> _Work instruction_:
Output the data below exactly.

Extracted records:
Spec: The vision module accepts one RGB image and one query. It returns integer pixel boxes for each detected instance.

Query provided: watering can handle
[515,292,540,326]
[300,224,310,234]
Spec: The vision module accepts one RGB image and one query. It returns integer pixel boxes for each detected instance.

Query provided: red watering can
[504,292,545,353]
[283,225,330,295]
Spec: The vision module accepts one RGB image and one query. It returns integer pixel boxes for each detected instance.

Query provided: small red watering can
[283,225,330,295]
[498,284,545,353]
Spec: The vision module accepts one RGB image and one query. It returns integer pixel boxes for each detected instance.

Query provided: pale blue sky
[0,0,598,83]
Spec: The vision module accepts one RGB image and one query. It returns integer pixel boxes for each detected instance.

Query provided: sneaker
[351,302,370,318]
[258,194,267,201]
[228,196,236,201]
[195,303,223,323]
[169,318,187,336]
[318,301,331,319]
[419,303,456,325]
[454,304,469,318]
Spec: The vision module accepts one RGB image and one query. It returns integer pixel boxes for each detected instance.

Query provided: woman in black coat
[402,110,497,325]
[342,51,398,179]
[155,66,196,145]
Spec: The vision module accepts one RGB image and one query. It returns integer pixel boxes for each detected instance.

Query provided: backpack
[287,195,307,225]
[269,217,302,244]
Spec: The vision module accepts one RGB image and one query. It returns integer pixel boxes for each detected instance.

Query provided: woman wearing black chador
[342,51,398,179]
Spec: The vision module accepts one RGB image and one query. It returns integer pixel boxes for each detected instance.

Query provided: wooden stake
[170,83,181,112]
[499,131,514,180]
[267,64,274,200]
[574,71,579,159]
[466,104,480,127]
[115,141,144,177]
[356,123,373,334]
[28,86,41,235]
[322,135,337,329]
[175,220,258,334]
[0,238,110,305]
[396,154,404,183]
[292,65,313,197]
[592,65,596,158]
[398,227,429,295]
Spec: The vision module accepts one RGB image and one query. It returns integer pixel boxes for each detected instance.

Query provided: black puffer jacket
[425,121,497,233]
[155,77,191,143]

> _Completed task_:
Spec: The vision module accepts one RGB image and one query. It returns integer pixel boxes for each detected instance.

Query provided: watering can handle
[515,292,540,326]
[300,224,310,234]
Spec: The vision module accepts one RGB image and one query. It returns integer pixel boxes for each detected instance.

Query provided: red watering can
[504,292,545,353]
[283,225,330,295]
Spec: The vision module accepts one RGB image and one query. It returns integer pixel boxes for each detected instance.

Query provided: small red watering can
[283,225,330,295]
[498,284,545,353]
Spec: The vision module accepts one RGB image and one query. It returns integer pixel boxes for each detected instance.

Query provided: pale blue sky
[0,0,598,83]
Spec: The vision module accepts one RGB image and one query. It returns integer pixel boxes for each detected instance.

Query provided: sneaker
[351,302,370,318]
[258,194,267,201]
[228,196,236,201]
[195,303,223,323]
[169,318,187,336]
[318,301,331,319]
[419,303,456,325]
[454,304,469,318]
Spec: The vision module accepts one RGB image and one query. It returns integer pixel boxes for each detected instance.

Query provided: woman in black coat
[402,110,497,325]
[342,51,398,179]
[155,66,196,145]
Spec: The vision module accepts one RGB image and one query. It returns integer pixel boxes for each detected instance.

Query provided: backpack
[287,195,307,225]
[269,217,302,244]
Spec: The vision module accepts one RGB image and one query. It returns integer pixel boxes for each detected instance.

Query provided: woman wearing black chador
[342,51,398,179]
Spec: The vision module accepts one RGB image and one query. It returns integer pixel boxes for each detected instance.

Query provided: wooden stake
[170,83,181,112]
[499,131,514,180]
[267,64,274,200]
[574,71,579,159]
[466,104,480,127]
[115,141,144,177]
[356,123,373,334]
[28,86,41,235]
[322,135,337,329]
[175,220,258,334]
[0,238,110,305]
[396,154,404,183]
[292,65,313,197]
[592,65,596,158]
[398,227,429,295]
Spec: The vision module accepts one RGB image and one query. It returns integer pixel boxes for each detected instance.

Query provided: black puffer jacket
[425,121,497,233]
[155,77,191,143]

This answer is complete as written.